▸ Sumber
Arti Sebuah Toleransi: Meneladani semangat 1453 Sultan Muhammad Al-Fatih
Sultan Muhammad II Al Fatih |
Beberapa hari yang lalu,
tepatnya tanggal 29 Mei, kita memeringati, bahwa peristiwa dahsyat, yang
dianggap banyak orang musykil dilakukan pada masa itu, telah terjadi juga atas
izin Allah. Kira-kira 500 tahun yang lalu. 29 Mei 1453.
Baginda Yang Mulia Sultan
Muhammad Al Fatih Ghazi telah merubuhkan tembok Konstantinopel, menaklukkan
ibukota Byzantium itu buat selamanya. Padahal ratusan tahun sebelumnya bangsa
Arab dari Bani Umayyah telah mencoba. Bangsa Persia dari Bani Abbasyiah pun melakon
yang sama. Namun futuhat itu tak dapat menaklukkan apapun. Hingga orang pun
berbenak. Manalah mungkin dapat ditaklukkan kota tembok itu. Mustahil! Apalagi
orang Byzantium memiliki senjata lidah api dari balik temboknya.
Tapi Baginda Al Fatih
adalah pahlawan. Yang menghela kuda saat orang lain menekur dan dipaku
ketidakmungkinan. Ia hempaskan mantel putus asa. Ia amalkan hadist Baginda Nabi
Yang Mulia, "bahwa Konstantinopel akan ditaklukkan sekali waktu. Dan
pemimpinnya ialah sebaik-baik pemimpin. Pasukannya ialah sebagus-bagus
pasukan." Ia pindahkan kapalnya 3 mil jauhnya. Dari jalan darat pula. Ia
jejali pasukannya dengan khutbah berkobar-kobar. Bahwa, "sesungguhnya
orang yang jihad fi sabilillah tidaklah mati. Ia mendapat rezeki dari Tuhannya." Itulah yang membuatnya berjaya.

▸ Daftar Catatan
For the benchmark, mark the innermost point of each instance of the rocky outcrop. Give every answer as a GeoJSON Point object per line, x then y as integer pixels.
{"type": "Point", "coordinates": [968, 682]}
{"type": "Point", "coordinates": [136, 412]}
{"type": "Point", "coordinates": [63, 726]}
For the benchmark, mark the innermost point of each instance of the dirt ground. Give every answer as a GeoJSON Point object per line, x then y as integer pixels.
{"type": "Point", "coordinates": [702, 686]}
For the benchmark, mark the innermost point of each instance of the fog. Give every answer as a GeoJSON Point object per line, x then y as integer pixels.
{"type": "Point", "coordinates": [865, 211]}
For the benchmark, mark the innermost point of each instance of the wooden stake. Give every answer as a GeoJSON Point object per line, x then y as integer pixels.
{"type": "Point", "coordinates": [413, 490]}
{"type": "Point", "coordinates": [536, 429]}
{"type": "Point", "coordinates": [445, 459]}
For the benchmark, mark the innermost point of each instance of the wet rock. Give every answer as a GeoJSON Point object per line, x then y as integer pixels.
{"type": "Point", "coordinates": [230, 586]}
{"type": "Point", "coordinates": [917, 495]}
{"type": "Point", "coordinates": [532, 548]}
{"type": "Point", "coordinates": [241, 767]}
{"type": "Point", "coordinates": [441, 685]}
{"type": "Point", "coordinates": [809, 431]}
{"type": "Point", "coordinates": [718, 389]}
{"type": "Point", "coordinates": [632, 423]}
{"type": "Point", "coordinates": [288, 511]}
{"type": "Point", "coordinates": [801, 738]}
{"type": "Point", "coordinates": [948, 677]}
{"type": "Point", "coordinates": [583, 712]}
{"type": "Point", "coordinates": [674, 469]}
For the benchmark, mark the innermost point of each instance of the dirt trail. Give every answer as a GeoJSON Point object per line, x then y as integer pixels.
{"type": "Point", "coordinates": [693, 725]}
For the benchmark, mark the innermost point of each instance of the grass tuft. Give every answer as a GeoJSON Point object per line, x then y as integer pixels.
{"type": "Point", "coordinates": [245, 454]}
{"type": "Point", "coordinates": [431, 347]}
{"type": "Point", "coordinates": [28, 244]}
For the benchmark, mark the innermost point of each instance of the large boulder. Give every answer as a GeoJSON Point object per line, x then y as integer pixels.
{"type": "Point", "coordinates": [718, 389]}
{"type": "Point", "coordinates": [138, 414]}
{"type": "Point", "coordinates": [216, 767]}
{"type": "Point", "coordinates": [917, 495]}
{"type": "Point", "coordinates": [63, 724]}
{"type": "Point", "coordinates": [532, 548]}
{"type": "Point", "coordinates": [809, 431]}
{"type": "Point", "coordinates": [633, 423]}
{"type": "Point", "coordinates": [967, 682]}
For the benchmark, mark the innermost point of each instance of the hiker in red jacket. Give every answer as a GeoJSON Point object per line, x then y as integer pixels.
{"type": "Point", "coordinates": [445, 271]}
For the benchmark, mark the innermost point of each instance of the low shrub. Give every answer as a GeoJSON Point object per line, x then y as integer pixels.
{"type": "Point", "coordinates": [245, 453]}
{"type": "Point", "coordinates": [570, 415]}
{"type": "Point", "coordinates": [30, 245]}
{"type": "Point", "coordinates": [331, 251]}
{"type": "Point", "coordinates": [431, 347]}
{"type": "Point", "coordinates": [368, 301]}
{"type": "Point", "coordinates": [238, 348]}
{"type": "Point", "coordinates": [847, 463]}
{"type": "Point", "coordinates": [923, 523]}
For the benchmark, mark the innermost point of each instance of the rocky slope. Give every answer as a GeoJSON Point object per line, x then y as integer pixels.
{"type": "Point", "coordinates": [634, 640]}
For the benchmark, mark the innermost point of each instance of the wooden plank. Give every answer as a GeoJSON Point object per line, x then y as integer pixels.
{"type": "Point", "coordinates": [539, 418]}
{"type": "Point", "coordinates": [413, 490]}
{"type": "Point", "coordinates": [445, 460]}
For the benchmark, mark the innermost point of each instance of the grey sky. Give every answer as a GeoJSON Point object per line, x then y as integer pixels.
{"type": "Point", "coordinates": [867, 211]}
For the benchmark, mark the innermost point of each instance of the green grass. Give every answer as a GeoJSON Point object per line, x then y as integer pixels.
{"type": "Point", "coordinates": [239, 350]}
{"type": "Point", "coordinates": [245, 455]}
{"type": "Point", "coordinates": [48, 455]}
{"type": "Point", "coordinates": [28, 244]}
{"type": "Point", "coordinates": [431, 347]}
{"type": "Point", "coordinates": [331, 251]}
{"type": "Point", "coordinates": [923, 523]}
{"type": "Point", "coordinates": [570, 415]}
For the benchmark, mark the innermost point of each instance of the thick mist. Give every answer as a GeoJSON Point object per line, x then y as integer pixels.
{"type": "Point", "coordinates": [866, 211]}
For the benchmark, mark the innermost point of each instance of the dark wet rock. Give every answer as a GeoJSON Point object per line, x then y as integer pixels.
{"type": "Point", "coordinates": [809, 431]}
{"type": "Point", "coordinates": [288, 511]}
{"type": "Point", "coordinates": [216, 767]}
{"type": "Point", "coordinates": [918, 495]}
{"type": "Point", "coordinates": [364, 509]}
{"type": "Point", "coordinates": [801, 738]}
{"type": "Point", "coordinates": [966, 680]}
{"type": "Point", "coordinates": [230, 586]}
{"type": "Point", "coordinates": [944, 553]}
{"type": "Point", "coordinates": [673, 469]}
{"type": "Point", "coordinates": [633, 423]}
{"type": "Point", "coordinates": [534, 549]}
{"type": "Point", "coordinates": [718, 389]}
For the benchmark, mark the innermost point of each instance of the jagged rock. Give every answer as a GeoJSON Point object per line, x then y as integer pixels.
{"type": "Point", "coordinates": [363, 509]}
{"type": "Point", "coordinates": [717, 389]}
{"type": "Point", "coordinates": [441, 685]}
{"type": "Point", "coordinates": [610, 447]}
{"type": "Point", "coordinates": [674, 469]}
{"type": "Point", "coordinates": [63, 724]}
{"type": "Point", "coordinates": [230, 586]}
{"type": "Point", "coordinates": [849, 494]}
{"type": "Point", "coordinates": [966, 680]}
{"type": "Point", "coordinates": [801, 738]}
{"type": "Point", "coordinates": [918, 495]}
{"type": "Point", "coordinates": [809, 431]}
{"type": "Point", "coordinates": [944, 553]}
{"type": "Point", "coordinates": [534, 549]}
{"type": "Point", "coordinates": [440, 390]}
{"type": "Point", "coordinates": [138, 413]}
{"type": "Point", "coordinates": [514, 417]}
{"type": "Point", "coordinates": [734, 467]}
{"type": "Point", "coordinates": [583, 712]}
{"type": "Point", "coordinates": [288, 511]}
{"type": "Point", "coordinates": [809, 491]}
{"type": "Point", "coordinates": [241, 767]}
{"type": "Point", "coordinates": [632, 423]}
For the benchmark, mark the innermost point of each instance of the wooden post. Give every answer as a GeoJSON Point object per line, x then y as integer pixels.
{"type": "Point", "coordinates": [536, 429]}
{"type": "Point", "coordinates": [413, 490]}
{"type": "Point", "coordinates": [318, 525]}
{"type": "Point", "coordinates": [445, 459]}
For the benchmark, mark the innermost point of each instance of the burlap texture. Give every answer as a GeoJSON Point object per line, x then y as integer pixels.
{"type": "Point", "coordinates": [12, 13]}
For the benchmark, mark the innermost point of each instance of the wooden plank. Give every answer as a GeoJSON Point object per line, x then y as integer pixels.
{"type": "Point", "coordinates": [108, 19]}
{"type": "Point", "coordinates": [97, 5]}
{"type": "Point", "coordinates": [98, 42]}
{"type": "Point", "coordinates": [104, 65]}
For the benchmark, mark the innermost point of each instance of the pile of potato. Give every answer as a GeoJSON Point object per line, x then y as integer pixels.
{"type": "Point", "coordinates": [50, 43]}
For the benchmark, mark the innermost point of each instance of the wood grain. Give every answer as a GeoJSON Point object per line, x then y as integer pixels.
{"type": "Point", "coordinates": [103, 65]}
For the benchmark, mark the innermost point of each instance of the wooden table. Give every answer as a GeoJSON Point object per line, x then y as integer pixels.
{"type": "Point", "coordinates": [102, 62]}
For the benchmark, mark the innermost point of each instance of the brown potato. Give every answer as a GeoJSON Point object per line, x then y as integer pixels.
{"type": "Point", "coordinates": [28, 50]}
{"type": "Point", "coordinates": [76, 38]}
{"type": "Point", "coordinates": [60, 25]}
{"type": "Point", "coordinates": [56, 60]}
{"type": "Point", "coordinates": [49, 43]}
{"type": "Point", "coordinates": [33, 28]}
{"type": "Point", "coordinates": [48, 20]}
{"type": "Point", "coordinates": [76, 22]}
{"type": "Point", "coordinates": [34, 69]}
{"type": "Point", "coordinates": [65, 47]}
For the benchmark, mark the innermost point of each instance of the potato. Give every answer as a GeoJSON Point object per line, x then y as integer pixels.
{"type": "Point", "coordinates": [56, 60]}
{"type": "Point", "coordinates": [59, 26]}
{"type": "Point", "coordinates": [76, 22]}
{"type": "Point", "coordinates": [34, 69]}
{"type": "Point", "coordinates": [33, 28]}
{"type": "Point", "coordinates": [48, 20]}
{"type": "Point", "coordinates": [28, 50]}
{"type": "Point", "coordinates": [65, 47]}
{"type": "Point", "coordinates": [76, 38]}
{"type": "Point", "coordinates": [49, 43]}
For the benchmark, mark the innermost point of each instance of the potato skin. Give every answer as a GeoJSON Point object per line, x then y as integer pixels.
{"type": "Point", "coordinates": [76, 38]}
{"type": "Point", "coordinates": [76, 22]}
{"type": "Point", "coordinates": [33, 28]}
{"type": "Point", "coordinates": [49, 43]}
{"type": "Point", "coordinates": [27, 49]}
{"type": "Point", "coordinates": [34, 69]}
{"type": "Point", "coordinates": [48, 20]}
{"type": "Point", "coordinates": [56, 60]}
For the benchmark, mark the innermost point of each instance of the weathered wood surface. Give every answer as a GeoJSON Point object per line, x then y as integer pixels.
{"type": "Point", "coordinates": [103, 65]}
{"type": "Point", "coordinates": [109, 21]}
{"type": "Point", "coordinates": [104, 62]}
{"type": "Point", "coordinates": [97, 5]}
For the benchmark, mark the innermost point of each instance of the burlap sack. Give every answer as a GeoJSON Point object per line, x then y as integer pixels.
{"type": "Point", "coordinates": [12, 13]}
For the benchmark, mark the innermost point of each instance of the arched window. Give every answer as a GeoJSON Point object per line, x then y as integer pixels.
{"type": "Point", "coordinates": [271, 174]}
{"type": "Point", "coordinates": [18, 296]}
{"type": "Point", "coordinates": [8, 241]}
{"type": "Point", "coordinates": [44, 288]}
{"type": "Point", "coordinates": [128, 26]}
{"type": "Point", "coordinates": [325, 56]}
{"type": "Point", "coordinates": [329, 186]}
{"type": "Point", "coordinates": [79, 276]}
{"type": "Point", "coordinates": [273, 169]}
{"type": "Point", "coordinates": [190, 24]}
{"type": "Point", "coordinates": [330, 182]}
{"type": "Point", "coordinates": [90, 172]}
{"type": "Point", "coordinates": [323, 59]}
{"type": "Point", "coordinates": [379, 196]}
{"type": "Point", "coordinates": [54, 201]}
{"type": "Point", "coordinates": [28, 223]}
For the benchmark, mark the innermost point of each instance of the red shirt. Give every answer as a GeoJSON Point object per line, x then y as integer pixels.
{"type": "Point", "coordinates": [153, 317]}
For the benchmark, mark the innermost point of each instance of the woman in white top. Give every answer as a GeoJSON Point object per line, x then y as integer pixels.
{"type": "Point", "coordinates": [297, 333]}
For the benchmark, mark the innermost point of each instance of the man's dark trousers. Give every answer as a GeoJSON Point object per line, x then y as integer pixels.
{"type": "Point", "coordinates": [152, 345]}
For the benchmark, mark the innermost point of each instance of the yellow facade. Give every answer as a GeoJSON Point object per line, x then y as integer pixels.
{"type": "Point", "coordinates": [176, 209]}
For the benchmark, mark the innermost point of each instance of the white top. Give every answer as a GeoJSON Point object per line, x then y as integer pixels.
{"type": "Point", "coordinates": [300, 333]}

▸ Yang Perlu Dikerjakan
1 > Salin setiap baris catatan yang memuat kata "white".
2 > Tulis lanjutan teks tentang penaklukan Konstantinopel oleh Sultan Muhammad Al-Fatih, mulai setelah kalimat terakhirnya.
Teks tentang Al-Fatih dan catatan-catatan itu diambil dari sumber yang berlainan.

▸ Jawaban Latihan
1 >
For the benchmark, mark the innermost point of each instance of the woman in white top. Give every answer as a GeoJSON Point object per line, x then y as integer pixels.
For the benchmark, mark the innermost point of each instance of the white top. Give every answer as a GeoJSON Point object per line, x then y as integer pixels.

2 >
Iman yang ia genggam. Keyakinan yang ia pasak.
Dan mimpi dari sabda
Nubuwwah itu pun kini nyata. Butuh delapan ratus tahun sejak Baginda Nabi wafat
hingga Sultan Al-Fatih menaklukkannya.
Tatkala kemudian
ditaklukkan Konstantinopel itu, dirubahlah namanya menjadi Istanbul. Walaupun
begitu, orang-orang barat yang tak rela hati sebab kota sucinya ditaklukkan masih
menyebutnya sebagai Konstantinopel. Sampai tahun 1900-an.
Kemudian daripada itu,
saat penaklukan telah selesai dan Sultan telah duduk di singgasana istana barunya,
Baginda mengeluarkan titah pada 'rakyat kristen' taklukannya. Bahwa mereka
dapat menjalankan agamanya sebagaimana sedia kala. Tanpa pajak jizyah
masyarakat kelas II. Tidak disakiti. Tidak pula diusir. Malah yang lari lintang
pukang dipanggil pulang. Mereka hidup sentausa di bawah pemeliharaannya
pendeta-pendeta Ortodoxnya. Hidup di bawah kesatuan masyarakat kristen yang
disebut millet. Sultan telah mengatur
tata-ruang kota. Dan mengelompokkan tiap masyarakat sesuai agamanya agar tak
diganggu. Hal ini tiadalah isapan jempol. Sebab semua sejarawan mengakui bahwa
komunitas bangsa Armenia yang pemeluk kristen Ortodox terbanyak berada di
Istanbul. Kalaulah bangsa Eropa tak menjadi ‘kompor meletup’ selama masa-masa
sakit kesultanan ini di akhir abad ke-19, pastilah tak ada tinta merah bohong
yang dituliskan oleh para sejarawan barat—kristen bahwa rakyat kristen
diperlakukan sebagai masyarakat kelas dua.
39 tahun kemudian sejak
penaklukan Konstantinopel, 1492, Ratu Isabella dan Raja Ferdinand berhasil
menaklukkan seluruh semenanjung Spanyol. Mereka rebut pertahanan terakhir umat
Islam di Benteng Granada. Berbatas dengan Selat Gibraltar di selatan
semenanjung. Selat yang dahulu dilanglang oleh Thariq bin Ziyad dalam operasi
militernya dari Bani Umayah.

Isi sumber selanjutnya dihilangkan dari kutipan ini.